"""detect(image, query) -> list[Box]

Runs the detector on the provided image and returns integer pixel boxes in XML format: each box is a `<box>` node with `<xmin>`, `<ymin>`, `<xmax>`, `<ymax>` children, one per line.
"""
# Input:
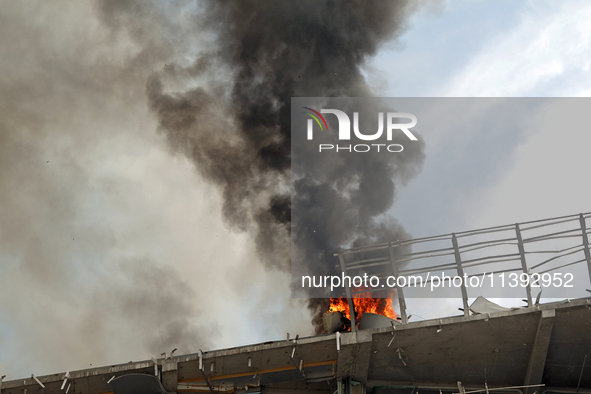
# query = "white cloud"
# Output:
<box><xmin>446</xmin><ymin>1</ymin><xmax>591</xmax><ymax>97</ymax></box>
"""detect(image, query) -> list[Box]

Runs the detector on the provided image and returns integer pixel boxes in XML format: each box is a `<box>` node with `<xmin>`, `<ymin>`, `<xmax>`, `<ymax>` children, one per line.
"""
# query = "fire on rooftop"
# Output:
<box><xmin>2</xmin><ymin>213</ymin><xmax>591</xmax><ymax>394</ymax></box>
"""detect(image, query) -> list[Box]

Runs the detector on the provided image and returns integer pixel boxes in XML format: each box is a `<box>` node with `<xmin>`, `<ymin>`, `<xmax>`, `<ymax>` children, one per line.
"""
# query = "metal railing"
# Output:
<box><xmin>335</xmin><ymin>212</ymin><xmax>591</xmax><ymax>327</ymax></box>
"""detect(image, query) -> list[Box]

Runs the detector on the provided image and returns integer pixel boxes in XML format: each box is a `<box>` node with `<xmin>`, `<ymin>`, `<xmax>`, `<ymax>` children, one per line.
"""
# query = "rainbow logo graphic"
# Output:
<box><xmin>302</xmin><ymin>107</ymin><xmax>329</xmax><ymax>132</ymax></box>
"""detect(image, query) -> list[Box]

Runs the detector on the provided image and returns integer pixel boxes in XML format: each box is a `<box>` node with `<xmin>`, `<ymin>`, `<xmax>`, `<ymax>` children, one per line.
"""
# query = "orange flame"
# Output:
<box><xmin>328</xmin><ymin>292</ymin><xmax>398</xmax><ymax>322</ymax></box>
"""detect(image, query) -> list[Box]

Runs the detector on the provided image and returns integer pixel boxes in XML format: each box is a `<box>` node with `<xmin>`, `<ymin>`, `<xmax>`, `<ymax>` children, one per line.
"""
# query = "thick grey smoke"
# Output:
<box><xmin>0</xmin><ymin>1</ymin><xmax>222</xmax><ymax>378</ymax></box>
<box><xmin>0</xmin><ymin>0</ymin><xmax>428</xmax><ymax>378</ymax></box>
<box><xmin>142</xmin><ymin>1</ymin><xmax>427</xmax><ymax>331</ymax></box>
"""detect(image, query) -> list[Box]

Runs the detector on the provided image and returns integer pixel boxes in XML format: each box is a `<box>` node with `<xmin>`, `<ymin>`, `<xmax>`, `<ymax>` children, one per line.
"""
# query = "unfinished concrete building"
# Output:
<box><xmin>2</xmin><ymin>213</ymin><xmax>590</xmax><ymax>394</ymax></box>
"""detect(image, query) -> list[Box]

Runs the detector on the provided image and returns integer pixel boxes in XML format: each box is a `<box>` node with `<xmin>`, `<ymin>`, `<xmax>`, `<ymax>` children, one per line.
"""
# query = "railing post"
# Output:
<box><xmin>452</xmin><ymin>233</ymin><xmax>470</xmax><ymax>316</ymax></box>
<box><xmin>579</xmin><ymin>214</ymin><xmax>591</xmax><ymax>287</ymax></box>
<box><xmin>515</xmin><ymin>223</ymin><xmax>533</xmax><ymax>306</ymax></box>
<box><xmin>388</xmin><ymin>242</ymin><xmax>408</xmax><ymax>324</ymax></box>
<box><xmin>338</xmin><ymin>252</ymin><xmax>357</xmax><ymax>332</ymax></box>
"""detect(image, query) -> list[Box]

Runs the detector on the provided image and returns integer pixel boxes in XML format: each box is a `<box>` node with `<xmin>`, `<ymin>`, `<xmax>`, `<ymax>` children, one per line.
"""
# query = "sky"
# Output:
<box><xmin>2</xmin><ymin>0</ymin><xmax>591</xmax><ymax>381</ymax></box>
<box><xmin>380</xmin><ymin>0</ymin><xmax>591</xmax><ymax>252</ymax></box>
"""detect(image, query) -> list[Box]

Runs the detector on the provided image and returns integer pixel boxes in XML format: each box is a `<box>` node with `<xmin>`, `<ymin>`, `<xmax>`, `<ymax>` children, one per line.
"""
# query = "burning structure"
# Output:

## Problem to solve
What lines of the material contain "railing"? Show them.

## Answer below
# query = "metal railing"
# query = "railing post"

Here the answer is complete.